What to produce: Output the data in full and exactly as presented.

Extracted information:
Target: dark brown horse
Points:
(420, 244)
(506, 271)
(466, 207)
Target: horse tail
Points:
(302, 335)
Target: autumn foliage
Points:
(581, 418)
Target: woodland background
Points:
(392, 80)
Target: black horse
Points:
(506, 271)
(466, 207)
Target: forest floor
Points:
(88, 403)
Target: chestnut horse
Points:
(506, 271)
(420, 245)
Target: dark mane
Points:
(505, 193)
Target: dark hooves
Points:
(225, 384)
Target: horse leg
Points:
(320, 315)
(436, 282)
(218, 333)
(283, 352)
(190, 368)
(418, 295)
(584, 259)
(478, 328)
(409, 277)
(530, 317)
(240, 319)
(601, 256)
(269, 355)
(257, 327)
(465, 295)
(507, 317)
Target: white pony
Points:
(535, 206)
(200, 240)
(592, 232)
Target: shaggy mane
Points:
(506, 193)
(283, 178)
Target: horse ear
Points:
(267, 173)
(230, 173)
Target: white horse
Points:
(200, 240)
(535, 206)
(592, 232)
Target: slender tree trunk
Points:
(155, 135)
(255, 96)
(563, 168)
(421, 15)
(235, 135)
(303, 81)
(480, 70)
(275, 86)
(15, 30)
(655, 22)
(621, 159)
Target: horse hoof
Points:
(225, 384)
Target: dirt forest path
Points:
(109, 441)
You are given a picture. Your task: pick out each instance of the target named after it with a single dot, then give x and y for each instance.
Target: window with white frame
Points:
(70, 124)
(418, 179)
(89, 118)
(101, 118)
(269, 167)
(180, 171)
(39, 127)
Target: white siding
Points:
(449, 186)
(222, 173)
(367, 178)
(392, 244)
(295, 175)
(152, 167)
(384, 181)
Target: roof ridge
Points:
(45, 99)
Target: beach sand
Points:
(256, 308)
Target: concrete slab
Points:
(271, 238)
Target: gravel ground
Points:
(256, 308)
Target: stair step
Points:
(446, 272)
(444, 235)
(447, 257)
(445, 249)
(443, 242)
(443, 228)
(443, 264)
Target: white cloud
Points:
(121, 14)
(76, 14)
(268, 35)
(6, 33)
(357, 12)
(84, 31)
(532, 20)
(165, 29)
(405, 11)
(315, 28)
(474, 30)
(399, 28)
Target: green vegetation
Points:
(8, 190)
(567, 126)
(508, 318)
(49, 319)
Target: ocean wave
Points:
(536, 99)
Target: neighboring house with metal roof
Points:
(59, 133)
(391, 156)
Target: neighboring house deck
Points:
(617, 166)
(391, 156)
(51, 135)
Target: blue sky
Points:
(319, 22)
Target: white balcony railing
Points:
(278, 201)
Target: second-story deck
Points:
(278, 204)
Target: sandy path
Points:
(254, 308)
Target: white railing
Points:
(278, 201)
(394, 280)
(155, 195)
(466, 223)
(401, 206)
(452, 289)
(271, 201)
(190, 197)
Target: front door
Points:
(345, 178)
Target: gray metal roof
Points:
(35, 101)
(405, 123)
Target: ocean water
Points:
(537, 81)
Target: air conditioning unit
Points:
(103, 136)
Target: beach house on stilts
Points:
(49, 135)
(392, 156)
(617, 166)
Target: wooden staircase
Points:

Problem solution:
Target: dark brown horse
Points:
(420, 244)
(506, 271)
(466, 207)
Target: horse tail
Points:
(302, 335)
Target: autumn foliage
Points:
(581, 418)
Target: woodland background
Points:
(392, 80)
Target: black horse
Points:
(506, 271)
(466, 207)
Target: forest floor
Points:
(88, 403)
Target: chestnut horse
Points:
(506, 271)
(420, 245)
Target: dark mane
Points:
(505, 193)
Target: dark hooves
Points:
(225, 384)
Target: horse leg
Points:
(320, 315)
(436, 282)
(218, 333)
(283, 352)
(190, 368)
(418, 295)
(584, 259)
(478, 328)
(409, 277)
(530, 317)
(240, 319)
(601, 256)
(269, 355)
(257, 327)
(465, 295)
(507, 317)
Target: white pony
Points:
(535, 206)
(200, 240)
(592, 232)
Target: shaggy mane
Points:
(506, 193)
(283, 178)
Target: horse ear
Points:
(267, 173)
(230, 173)
Target: white horse
Points:
(200, 240)
(535, 206)
(592, 232)
Target: slender tree trunk
Points:
(155, 135)
(255, 96)
(563, 168)
(421, 15)
(235, 135)
(303, 81)
(480, 70)
(275, 86)
(15, 30)
(655, 22)
(621, 159)
Target: horse hoof
Points:
(225, 384)
Target: dirt forest path
Points:
(109, 441)
You are given a picture. Your task: pick out each instance of the target named after it with a single dot, then give x and y for each instance.
Target: window with white frame
Points:
(70, 124)
(418, 179)
(89, 118)
(101, 118)
(269, 167)
(180, 171)
(39, 127)
Target: white siding
Points:
(449, 186)
(222, 173)
(367, 178)
(392, 244)
(295, 175)
(152, 167)
(384, 181)
Target: roof ridge
Points:
(45, 99)
Target: beach sand
Points:
(256, 308)
Target: concrete slab
Points:
(271, 238)
Target: gravel ground
Points:
(256, 308)
Target: stair step
Points:
(446, 272)
(444, 235)
(447, 257)
(445, 249)
(443, 242)
(443, 228)
(443, 264)
Target: white cloud
Points:
(121, 14)
(76, 14)
(268, 35)
(6, 33)
(357, 12)
(84, 31)
(532, 20)
(165, 29)
(405, 11)
(315, 28)
(474, 30)
(399, 28)
Target: green vegetation
Points:
(8, 190)
(567, 126)
(508, 318)
(49, 319)
Target: ocean wave
Points:
(536, 99)
Target: neighboring house with metal roof
Points:
(59, 133)
(391, 156)
Target: neighboring house deck
Points:
(617, 166)
(391, 156)
(51, 135)
Target: blue sky
Points:
(319, 22)
Target: white balcony railing
Points:
(278, 201)
Target: second-story deck
Points:
(278, 204)
Target: sandy path
Points:
(254, 308)
Target: white railing
Points:
(278, 201)
(394, 280)
(155, 195)
(466, 223)
(401, 206)
(452, 289)
(271, 201)
(190, 197)
Target: front door
Points:
(345, 178)
Target: gray metal roof
Points:
(35, 101)
(405, 123)
Target: ocean water
Points:
(537, 81)
Target: air conditioning unit
Points:
(103, 136)
Target: beach house on stilts
Points:
(49, 135)
(392, 156)
(617, 166)
Target: wooden staircase
Points:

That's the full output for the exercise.